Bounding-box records

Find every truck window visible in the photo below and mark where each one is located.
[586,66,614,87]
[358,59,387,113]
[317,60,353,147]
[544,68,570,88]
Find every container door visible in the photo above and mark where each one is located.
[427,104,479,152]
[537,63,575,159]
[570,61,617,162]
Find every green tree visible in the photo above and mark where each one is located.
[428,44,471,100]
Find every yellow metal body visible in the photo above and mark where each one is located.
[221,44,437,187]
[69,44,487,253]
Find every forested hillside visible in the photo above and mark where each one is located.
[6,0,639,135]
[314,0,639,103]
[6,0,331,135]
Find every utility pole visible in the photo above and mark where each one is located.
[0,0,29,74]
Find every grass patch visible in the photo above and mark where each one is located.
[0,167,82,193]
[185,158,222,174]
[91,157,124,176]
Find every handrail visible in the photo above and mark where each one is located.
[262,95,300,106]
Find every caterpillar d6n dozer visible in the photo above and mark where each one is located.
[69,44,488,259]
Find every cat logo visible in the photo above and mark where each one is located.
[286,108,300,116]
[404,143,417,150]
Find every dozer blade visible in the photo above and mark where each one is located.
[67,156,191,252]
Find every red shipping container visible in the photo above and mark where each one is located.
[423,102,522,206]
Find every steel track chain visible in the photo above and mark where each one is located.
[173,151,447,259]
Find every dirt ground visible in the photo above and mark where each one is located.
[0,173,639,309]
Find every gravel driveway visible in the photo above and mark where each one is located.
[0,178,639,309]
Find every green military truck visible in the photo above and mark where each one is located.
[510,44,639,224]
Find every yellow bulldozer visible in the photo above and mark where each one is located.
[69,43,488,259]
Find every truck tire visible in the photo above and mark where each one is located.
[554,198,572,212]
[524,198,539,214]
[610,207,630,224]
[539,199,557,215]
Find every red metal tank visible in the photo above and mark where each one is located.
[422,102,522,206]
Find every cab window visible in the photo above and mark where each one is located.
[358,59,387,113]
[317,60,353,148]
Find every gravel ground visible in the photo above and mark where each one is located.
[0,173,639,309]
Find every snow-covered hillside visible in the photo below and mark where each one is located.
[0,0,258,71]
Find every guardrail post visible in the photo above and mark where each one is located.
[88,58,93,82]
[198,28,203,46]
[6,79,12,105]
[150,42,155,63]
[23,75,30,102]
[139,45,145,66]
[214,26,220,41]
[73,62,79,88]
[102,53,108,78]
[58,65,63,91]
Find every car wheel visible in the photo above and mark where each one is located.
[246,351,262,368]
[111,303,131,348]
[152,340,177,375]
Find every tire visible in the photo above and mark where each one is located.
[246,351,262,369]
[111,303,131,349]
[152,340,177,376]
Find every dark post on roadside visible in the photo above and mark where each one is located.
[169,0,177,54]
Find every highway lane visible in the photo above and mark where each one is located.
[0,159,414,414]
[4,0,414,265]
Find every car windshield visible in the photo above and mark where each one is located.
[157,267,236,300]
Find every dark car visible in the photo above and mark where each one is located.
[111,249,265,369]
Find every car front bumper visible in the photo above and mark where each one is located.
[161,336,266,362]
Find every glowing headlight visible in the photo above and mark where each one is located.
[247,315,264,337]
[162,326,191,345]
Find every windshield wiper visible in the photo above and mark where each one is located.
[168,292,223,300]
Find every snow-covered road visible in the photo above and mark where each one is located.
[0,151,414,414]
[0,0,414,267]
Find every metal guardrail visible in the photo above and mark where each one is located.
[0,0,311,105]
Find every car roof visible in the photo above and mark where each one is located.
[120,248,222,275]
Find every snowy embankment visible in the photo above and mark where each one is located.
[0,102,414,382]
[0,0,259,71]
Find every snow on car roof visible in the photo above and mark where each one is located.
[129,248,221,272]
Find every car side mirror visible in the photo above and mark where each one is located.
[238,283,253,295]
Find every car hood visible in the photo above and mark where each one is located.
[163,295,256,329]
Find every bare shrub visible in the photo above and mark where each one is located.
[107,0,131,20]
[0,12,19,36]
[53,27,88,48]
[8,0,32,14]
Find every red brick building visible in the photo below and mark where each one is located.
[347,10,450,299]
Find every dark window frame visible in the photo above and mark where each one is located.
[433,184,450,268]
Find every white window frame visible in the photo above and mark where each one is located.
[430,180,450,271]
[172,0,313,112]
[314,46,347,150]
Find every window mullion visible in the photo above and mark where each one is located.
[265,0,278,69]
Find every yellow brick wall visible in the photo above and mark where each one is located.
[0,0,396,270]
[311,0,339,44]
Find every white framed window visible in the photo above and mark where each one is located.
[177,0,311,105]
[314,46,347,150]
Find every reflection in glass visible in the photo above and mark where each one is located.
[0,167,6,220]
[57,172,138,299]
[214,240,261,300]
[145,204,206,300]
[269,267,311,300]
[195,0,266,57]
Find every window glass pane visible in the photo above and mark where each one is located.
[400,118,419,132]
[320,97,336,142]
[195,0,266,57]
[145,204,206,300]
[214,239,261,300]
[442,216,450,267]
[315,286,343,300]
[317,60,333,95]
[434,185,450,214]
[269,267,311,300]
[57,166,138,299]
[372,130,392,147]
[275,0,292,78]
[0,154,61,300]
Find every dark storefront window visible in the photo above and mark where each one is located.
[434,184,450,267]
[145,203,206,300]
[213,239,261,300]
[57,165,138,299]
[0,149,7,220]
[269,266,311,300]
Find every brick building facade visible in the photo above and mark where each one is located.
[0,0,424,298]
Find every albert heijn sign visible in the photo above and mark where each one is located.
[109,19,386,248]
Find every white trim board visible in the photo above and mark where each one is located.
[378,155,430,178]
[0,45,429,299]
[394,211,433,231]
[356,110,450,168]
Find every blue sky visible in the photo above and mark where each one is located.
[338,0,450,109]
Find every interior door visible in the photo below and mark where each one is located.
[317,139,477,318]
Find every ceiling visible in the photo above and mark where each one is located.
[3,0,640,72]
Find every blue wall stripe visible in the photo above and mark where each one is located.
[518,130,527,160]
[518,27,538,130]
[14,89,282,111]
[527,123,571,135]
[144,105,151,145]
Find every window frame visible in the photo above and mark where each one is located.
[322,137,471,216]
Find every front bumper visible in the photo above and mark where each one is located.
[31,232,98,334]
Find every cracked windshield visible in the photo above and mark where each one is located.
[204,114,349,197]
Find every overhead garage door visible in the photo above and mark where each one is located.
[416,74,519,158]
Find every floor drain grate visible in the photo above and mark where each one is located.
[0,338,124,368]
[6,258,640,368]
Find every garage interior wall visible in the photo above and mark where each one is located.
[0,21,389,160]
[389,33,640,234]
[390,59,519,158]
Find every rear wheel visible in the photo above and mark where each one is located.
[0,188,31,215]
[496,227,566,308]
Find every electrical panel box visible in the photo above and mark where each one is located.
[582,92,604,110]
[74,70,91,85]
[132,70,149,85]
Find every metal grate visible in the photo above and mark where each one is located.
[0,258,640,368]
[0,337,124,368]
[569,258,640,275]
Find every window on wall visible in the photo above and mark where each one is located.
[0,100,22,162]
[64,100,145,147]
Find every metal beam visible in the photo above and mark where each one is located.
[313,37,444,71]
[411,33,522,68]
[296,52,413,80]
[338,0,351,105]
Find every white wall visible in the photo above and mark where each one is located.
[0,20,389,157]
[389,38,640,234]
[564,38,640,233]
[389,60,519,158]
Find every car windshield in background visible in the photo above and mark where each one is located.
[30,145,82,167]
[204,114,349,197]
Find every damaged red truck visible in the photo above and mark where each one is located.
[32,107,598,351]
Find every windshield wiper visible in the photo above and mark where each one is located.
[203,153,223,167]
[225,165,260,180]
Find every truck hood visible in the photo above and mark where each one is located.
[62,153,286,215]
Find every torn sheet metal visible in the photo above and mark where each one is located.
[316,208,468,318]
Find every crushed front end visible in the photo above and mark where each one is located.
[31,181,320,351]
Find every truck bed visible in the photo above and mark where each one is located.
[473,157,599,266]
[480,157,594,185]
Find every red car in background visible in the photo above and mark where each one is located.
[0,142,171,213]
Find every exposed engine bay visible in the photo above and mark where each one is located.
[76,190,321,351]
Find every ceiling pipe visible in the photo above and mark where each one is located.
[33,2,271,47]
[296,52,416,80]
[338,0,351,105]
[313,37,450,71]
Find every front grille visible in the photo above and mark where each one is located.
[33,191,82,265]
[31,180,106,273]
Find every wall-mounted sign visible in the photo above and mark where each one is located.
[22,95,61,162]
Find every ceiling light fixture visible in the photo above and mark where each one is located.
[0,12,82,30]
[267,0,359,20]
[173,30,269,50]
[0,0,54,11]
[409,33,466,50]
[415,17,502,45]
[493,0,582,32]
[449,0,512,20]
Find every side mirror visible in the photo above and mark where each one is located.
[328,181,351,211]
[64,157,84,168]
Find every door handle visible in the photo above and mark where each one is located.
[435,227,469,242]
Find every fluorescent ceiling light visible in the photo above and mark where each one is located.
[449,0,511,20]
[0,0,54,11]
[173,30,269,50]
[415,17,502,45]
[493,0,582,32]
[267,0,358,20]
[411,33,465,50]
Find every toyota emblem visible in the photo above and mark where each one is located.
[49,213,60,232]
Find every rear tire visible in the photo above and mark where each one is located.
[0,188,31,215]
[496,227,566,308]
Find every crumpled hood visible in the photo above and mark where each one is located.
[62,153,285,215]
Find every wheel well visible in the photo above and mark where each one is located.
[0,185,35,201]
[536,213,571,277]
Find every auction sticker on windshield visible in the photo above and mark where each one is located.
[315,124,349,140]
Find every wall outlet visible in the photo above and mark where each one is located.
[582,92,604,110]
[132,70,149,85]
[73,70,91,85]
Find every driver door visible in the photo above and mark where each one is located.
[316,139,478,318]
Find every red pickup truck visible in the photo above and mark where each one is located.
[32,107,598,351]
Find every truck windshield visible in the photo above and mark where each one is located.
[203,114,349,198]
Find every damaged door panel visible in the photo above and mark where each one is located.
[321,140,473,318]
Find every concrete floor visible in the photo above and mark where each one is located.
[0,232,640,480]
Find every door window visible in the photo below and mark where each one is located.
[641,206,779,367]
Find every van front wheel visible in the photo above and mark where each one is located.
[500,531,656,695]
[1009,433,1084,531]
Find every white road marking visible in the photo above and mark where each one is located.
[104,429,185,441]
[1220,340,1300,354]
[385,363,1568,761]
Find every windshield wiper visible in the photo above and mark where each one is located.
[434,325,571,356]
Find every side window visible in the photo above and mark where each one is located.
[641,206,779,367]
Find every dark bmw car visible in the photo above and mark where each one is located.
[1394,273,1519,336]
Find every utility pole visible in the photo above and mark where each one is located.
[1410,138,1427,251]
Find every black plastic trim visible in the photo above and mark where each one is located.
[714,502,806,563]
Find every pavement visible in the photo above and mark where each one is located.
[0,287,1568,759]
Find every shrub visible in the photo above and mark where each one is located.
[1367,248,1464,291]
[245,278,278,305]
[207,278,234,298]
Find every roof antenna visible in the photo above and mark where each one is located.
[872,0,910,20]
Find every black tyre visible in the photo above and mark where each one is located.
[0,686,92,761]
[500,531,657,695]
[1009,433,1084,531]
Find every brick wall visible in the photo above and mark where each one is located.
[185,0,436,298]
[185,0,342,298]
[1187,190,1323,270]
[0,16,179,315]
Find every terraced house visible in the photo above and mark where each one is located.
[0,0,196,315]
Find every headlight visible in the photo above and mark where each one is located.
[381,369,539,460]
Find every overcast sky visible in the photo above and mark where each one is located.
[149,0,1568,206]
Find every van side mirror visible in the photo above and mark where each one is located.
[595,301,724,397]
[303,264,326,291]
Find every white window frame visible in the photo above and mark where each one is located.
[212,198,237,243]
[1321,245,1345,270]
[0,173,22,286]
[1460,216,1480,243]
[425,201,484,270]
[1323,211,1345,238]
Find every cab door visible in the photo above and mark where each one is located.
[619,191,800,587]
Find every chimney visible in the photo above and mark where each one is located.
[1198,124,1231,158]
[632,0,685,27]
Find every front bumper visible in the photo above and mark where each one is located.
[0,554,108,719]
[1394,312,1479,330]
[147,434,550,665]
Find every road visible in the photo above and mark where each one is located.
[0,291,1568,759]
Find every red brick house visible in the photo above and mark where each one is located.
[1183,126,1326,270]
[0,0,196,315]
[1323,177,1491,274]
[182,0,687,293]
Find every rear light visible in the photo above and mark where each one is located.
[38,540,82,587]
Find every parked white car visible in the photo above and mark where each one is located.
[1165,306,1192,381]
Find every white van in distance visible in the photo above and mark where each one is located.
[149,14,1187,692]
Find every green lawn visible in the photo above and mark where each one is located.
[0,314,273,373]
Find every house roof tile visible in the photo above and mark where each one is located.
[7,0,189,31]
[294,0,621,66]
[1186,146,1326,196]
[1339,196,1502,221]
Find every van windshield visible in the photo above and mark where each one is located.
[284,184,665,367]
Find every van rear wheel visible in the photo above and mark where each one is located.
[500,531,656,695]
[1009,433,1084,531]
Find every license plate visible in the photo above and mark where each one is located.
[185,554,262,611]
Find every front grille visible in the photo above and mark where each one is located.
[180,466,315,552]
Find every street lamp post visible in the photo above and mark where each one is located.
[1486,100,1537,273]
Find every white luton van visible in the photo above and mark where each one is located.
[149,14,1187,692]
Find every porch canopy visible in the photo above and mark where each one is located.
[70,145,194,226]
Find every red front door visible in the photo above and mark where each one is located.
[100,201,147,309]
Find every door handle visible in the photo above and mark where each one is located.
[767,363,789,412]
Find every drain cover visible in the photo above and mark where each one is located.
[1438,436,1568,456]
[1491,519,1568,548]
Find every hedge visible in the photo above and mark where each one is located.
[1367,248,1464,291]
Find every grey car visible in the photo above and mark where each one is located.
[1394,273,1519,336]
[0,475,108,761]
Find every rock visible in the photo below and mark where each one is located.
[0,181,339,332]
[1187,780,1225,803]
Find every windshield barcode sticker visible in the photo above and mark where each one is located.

* _JOB_:
Rewrite every line of the bounding-box records, from the line containing "Find every wall outlet" through the line containing "[203,114,349,198]". Shift each box coordinate by -32 and keep the wording of the other lines unchanged.

* _OUTPUT FOR THIS TASK_:
Find every wall outlet visible in the photo above and mark where each one is located.
[550,60,572,78]
[100,38,117,53]
[41,38,59,53]
Find every driver door visible in the photo above and mark where each one is located.
[284,107,446,286]
Find every red pickup truck visible in the photo above and mark where each one is located.
[0,75,566,319]
Find every truck windshield visible in the photo above and mark where each one is located.
[171,82,317,166]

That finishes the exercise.